◆ Alıntı Metin:
==============================
| Konu: | Coğrafi Bilgi Sistemleri ile Bazı Kanunlarda Değişiklik Yapılması Hakkında Kanun Teklifi münasebetiyle |
| Yasama Yılı: | 3 |
| Birleşim: | 49 |
| Tarih: | 29.01.2020 |
İYİ PARTİ GRUBU ADINA İBRAHİM HALİL ORAL (Ankara) - Sayın Başkan, kıymetli milletvekilleri; 161 sıra sayılı Kanun Teklifi'nin birinci bölümü üzerine İYİ PARTİ Grubu adına söz almış bulunuyorum. Genel Kurulu saygıyla selamlıyorum.
Saygıdeğer milletvekilleri, geçtiğimiz hafta Elâzığ merkezli yaşanan deprem bütün milletimizi hüzne boğmuştur. Bu doğal afette Elâzığ'da 37, Malatya'da 4 vatandaşımız hayatını kaybetmiştir, 1.600'den fazla vatandaşımız yaralanmıştır, hasar ise büyük boyutlardadır. Yirmi iki saniye süren deprem nice yirmi iki yıl dahi unutulmayacak yaralar açmıştır. Bu vesileyle, deprem felaketinde hayatını kaybeden vatandaşlarımıza Cenab-ı Allah'tan rahmet, yaralılara acil şifalar diliyorum, vefat edenlerin yakınlarına ve yüce milletimize sabır diliyorum, Allah böyle bir felaketi tekrar milletimize yaşatmasın diyorum. Deprem sonrasında arama kurtarma çalışmalarında görev yapan bütün kamu kuruluşlarımıza, belediyelerimize ve vatandaşlarımıza da üstün cesaret ve gayretlerinden dolayı teşekkür ediyorum. Türk milleti bu gibi felaketlerde nasıl birlik ve beraberlik içinde olduğunu bir daha göstermiştir ki Allah bütün milletimizden razı olsun.
==============================
◆ Veri Kayıtları:
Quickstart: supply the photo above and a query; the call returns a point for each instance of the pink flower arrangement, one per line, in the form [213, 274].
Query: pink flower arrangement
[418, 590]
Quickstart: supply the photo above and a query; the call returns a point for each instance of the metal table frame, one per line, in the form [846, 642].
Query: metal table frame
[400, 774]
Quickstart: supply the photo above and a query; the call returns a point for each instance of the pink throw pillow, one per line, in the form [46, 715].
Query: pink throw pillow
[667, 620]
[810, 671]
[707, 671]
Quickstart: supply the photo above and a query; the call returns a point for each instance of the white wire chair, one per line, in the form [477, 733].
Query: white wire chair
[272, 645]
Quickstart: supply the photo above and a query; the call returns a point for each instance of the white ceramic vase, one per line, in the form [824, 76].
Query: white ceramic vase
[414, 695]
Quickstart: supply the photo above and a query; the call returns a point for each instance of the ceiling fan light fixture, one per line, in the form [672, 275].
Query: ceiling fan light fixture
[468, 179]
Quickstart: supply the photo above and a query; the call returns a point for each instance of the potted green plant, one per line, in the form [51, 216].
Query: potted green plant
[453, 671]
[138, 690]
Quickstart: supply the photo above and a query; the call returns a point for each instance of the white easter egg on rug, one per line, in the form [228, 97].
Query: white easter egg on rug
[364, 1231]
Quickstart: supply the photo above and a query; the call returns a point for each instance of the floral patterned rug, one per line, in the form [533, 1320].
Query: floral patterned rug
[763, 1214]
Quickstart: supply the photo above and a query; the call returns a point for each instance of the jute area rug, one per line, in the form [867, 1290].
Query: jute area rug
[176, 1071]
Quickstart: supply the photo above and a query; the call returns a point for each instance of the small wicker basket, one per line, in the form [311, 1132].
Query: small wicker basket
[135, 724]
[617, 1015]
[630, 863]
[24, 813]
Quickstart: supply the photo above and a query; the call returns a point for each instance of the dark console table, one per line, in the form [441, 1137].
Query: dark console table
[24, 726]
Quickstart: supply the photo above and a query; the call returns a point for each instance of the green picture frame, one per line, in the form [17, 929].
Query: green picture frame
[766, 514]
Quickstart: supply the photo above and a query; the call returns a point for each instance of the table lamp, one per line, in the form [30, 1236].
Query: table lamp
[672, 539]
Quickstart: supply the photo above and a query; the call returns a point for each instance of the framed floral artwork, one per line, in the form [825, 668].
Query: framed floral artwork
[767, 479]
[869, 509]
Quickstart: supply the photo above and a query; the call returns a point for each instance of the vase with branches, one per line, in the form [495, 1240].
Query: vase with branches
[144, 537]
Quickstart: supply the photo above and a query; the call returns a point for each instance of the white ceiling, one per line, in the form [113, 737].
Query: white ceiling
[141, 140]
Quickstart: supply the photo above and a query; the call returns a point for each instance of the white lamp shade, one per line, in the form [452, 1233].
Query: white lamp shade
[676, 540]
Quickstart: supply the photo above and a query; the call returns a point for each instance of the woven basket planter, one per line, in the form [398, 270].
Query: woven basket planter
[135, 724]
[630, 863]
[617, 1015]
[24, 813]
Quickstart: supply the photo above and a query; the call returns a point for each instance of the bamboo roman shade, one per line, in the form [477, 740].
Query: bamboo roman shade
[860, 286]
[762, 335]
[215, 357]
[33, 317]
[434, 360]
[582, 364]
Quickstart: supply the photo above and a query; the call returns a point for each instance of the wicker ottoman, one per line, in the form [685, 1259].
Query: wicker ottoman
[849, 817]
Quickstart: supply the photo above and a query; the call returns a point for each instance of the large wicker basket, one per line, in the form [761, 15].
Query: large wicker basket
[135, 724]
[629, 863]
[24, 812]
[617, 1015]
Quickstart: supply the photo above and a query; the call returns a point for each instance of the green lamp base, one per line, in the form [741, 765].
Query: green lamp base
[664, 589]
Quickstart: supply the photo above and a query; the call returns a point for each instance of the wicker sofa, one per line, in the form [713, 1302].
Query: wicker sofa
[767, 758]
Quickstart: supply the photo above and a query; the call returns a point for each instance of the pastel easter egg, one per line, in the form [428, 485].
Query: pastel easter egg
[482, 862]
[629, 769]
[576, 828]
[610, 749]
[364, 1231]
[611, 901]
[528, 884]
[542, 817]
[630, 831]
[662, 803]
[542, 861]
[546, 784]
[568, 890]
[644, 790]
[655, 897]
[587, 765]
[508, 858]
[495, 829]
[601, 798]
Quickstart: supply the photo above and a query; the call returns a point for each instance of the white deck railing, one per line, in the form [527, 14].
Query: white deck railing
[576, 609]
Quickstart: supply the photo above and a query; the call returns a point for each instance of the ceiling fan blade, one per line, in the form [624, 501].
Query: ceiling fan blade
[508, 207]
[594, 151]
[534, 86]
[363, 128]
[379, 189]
==============================
Kanun teklifi üzerine yapılan Meclis konuşmasını son cümlesinden sonra sürdürün. Bu malzemeyi kullanmanız gerekmiyor.

Sayın milletvekilleri, Allah tekrar yaşatmasın diye dua ediyorum ancak Cenab-ı Allah bizlere pek çok ayetikerimede tevekkül etmeyi emrediyor yani "Önce işinizi doğru bir şekilde hazırlayın, doğru bir şekilde karara bağlayın, sonra Allah'a güvenin." diyor. "Biz deprem konusunda işlerimizi doğru yaptık mı?" sorusunu sormamız gerekiyor. Elâzığ depreminin hemen akabinde imarla alakalı bir teklifin Genel Kurula gelmesini güzel bir tevafuk olarak görüyorum; bu şekilde meselenin özünü tartışabilmeliyiz diye düşünüyor ve bu şekilde konuşmak istiyorum.
Kıymetli milletvekilleri; Sayın Cumhurbaşkanımız, haklı ya da haksız kendilerine yapılan eleştirilere "Depremi durdurma şansımız var mı?" diye cevap verdi. Ben kendisinden "Eksiklerimiz ne ise tamamlayacağız." minvalinde bir cevap beklerdim. Kendisine ve bir Cumhurbaşkanına da yakışan oydu.
Yüce Allah, Casiye suresinde "Göklerdeki ve yerdeki, yer altındaki her şeyi kendi katından sizin buyruğunuza verendir." buyuruyor. "Elbette bunda düşünen bir toplum için deliller vardır." diye buyuruyor. Demek ki yüce Allah "Depremi durdurma şansımız yok." demek yerine bizim buyruğumuza verilenleri doğru bir şekilde kullanmak ve değiştirmek için gayret göstermemizi emrediyor.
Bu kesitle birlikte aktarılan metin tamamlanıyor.